((
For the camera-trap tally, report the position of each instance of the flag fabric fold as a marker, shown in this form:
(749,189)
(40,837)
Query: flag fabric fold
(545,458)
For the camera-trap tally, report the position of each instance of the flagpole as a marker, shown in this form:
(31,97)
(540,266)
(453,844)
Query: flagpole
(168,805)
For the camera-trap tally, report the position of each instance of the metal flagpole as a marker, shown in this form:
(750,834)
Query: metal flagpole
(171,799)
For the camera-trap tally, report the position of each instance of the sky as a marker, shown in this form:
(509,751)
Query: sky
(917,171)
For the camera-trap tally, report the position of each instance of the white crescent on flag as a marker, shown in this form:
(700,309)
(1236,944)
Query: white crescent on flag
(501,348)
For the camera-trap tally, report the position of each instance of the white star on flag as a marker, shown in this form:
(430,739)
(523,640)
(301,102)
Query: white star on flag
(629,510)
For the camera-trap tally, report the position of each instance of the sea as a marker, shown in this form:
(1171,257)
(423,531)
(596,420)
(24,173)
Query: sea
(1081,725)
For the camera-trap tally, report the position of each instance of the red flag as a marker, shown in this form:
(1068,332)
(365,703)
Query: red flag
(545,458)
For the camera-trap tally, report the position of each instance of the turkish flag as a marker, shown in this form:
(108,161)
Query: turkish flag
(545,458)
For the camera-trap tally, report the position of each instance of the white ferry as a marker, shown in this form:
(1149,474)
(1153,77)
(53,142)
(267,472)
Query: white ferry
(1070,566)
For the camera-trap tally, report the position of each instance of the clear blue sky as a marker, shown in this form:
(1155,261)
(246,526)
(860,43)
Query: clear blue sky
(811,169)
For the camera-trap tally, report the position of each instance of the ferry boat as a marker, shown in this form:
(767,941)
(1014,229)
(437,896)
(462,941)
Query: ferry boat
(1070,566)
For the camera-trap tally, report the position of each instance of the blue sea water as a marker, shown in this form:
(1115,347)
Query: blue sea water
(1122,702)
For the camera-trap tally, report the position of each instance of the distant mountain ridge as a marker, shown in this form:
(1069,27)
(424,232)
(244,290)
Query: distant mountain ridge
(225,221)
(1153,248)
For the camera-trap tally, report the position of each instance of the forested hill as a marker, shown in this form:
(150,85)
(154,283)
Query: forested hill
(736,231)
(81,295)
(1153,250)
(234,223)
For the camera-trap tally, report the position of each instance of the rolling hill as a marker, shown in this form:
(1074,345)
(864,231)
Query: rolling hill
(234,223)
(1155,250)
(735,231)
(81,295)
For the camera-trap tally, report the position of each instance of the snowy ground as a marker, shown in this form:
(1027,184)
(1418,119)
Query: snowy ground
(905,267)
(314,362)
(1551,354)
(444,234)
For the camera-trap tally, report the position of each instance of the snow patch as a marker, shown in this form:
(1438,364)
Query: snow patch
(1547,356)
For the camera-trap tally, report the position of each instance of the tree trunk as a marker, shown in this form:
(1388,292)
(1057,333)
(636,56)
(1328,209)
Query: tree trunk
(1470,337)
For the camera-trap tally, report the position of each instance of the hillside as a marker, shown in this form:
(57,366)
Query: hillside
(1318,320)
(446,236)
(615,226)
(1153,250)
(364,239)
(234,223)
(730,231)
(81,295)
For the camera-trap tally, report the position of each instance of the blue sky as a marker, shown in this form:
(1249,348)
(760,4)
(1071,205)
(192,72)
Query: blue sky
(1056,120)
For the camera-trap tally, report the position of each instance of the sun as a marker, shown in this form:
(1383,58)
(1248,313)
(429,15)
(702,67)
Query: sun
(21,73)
))
● REQUIRED TASK: Convert the stretch from the line containing "of the rolling" through the end of the entries, including that line, into a numbered list with one line per item and blank lines omitted.

● ANSWER:
1. For the camera-trap tally, report the position of each instance of the rolling hill as a marker, shown in this form:
2. (1074,345)
3. (864,231)
4. Query: rolling hill
5. (234,223)
6. (1155,250)
7. (735,231)
8. (81,295)
9. For the camera-trap tally, report the position of each instance of the snowy ground as a marker, shown in this form:
10. (1027,184)
11. (1418,119)
12. Query: snowy ground
13. (905,267)
14. (314,362)
15. (1551,354)
16. (444,234)
17. For the camera-trap tally, report the position of each instance of the snow patch as a marker, shown in this form:
18. (1438,364)
19. Query: snow patch
20. (1547,356)
21. For the camera-trap tally, report the position of each instance of the tree trunk as a marker, shown in this form:
22. (1388,292)
23. (1057,333)
24. (636,56)
25. (1328,209)
26. Query: tree trunk
27. (1470,337)
28. For the camera-trap tally, report the position of each instance of the hillside as a marker, shown in this form:
29. (57,366)
30. Query: hillside
31. (1318,320)
32. (446,236)
33. (615,226)
34. (1153,250)
35. (364,239)
36. (234,223)
37. (730,231)
38. (81,295)
39. For the camera-trap tally, report the position of each instance of the blue sky as a marker, shown in this form:
40. (1249,348)
41. (760,4)
42. (1071,205)
43. (192,72)
44. Query: blue sky
45. (1056,120)
46. For the camera-trap tally, report the position of each instance of the sun as a marker, shown in this form:
47. (1383,58)
48. (1248,313)
49. (429,15)
50. (702,67)
51. Query: sun
52. (21,73)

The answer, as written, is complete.